* **EXTRACTED RECORDS**
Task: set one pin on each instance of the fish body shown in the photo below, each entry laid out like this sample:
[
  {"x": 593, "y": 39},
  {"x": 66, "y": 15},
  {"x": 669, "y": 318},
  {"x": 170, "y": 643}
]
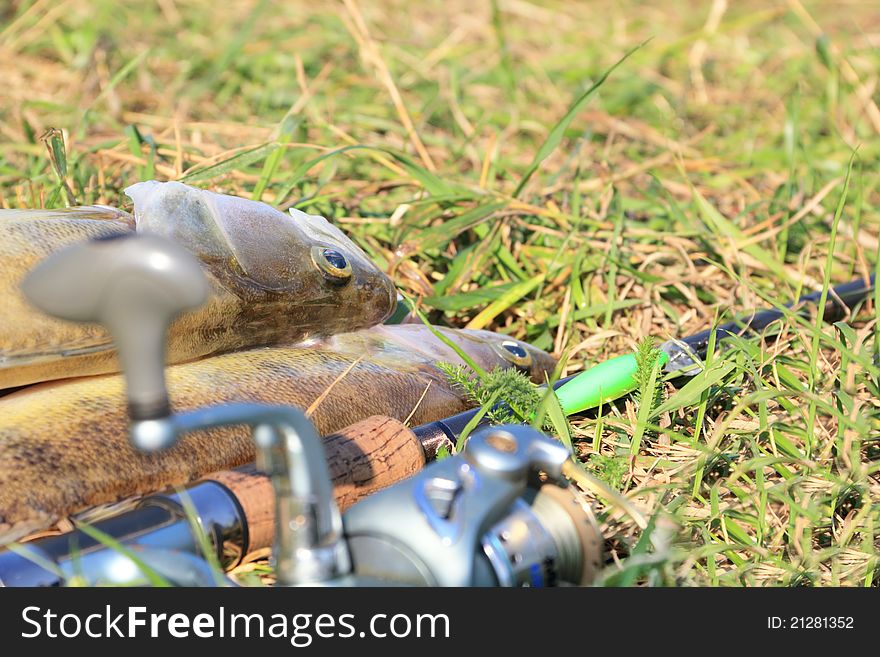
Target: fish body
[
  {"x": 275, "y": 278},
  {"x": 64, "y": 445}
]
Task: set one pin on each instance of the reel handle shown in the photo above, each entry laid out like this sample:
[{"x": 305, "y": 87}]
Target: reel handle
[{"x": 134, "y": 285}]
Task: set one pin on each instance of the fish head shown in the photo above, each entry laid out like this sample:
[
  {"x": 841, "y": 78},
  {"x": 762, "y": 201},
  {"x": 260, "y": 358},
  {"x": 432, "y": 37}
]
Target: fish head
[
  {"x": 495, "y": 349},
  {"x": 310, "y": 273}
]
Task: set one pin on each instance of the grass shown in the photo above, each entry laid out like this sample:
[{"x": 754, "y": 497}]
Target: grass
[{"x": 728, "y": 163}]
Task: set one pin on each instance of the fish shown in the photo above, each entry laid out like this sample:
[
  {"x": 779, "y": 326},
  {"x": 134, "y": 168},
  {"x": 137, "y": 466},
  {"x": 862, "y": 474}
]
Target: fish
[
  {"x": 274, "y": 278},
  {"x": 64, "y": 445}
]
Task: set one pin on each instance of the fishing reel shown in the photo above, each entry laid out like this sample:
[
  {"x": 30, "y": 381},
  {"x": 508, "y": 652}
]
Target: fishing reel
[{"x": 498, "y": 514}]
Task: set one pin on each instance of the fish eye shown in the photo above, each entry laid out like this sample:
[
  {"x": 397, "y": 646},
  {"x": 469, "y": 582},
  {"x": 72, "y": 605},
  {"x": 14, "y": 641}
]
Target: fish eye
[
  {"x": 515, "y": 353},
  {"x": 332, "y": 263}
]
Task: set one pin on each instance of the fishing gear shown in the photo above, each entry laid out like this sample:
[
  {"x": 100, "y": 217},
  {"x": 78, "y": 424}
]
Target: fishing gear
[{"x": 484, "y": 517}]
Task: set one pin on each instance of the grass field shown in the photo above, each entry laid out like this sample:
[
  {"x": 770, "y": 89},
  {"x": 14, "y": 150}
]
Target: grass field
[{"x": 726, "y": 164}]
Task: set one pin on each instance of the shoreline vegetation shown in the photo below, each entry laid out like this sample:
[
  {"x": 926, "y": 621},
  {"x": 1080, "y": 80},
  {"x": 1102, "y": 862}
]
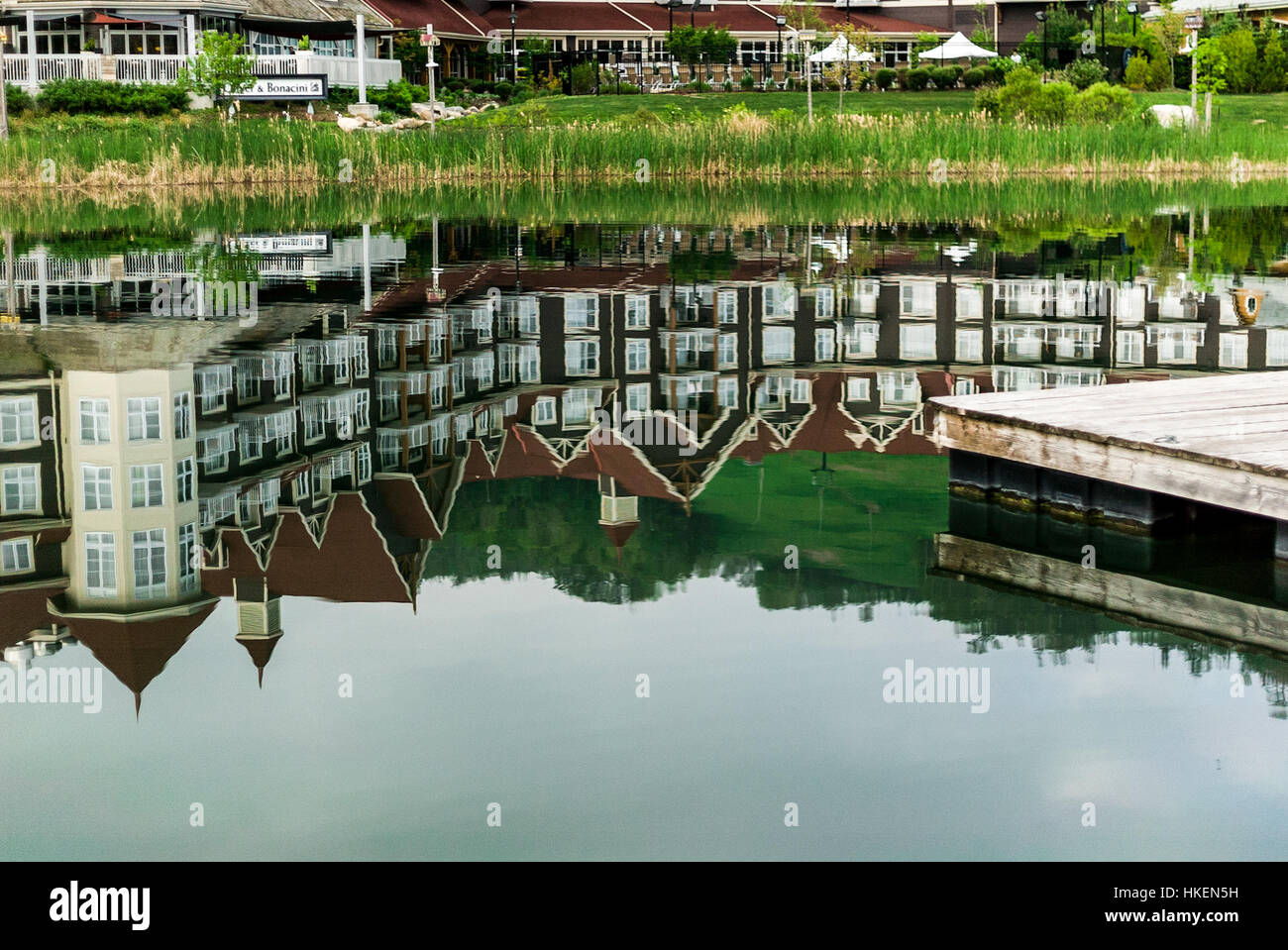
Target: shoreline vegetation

* **TASK TO COMPLETE**
Copy the material above in full and exactly, skipping pictures.

* **OUTPUT FOR THIS EXERCISE**
Task: set one pin on each instance of the fish body shown in the photo below, each entry laid out like this sample:
[
  {"x": 593, "y": 39},
  {"x": 66, "y": 15},
  {"x": 669, "y": 318},
  {"x": 170, "y": 643}
]
Target: fish body
[
  {"x": 275, "y": 278},
  {"x": 64, "y": 445}
]
Task: set one pin on each instance of the reel handle shown in the photo above, each entry laid out like this sample:
[{"x": 305, "y": 87}]
Target: reel handle
[{"x": 134, "y": 285}]
Task: set one pin on each instance of the fish head shown in the photo above, each entry laid out like this sample:
[
  {"x": 841, "y": 78},
  {"x": 762, "y": 201},
  {"x": 260, "y": 358},
  {"x": 432, "y": 37}
]
Target: fish head
[
  {"x": 495, "y": 349},
  {"x": 310, "y": 273}
]
Task: set one pin on each instance of the grass shown in the photo above, each entry laid out like this sample:
[{"x": 754, "y": 497}]
Target: grass
[{"x": 728, "y": 163}]
Task: set one pin on each instance of the fish shown in the photo above, each entry laid out like this sample:
[
  {"x": 779, "y": 326},
  {"x": 134, "y": 168},
  {"x": 137, "y": 466},
  {"x": 862, "y": 474}
]
Target: fish
[
  {"x": 274, "y": 278},
  {"x": 64, "y": 445}
]
Task: set one pin on each instance of the fishing reel shown in the photo above, each entry laid out like this sample:
[
  {"x": 30, "y": 381},
  {"x": 508, "y": 652}
]
Target: fishing reel
[{"x": 498, "y": 514}]
Task: set one pin on each instance of the fish eye shown in the photo above, each entry laid out like this sample:
[
  {"x": 397, "y": 646},
  {"x": 469, "y": 582},
  {"x": 72, "y": 605},
  {"x": 14, "y": 641}
]
Target: fish eye
[
  {"x": 515, "y": 353},
  {"x": 332, "y": 263}
]
Task: set one pin on each instance of the fishing gear shown in the photo above, each entry laid out like this sample:
[
  {"x": 100, "y": 217},
  {"x": 78, "y": 424}
]
Target: fishing gear
[{"x": 484, "y": 517}]
Task: set one pin on each instance of the grass field shown in the photo above, each entry laid out like this sample:
[
  {"x": 770, "y": 89},
  {"x": 14, "y": 150}
]
Target: grass field
[{"x": 726, "y": 164}]
Task: set one pin on each instance of the shoreline vegetation shown in the photo below, each entry laid out like this sample:
[
  {"x": 926, "y": 621},
  {"x": 1080, "y": 80},
  {"x": 1102, "y": 862}
]
Target: shoreline vegetation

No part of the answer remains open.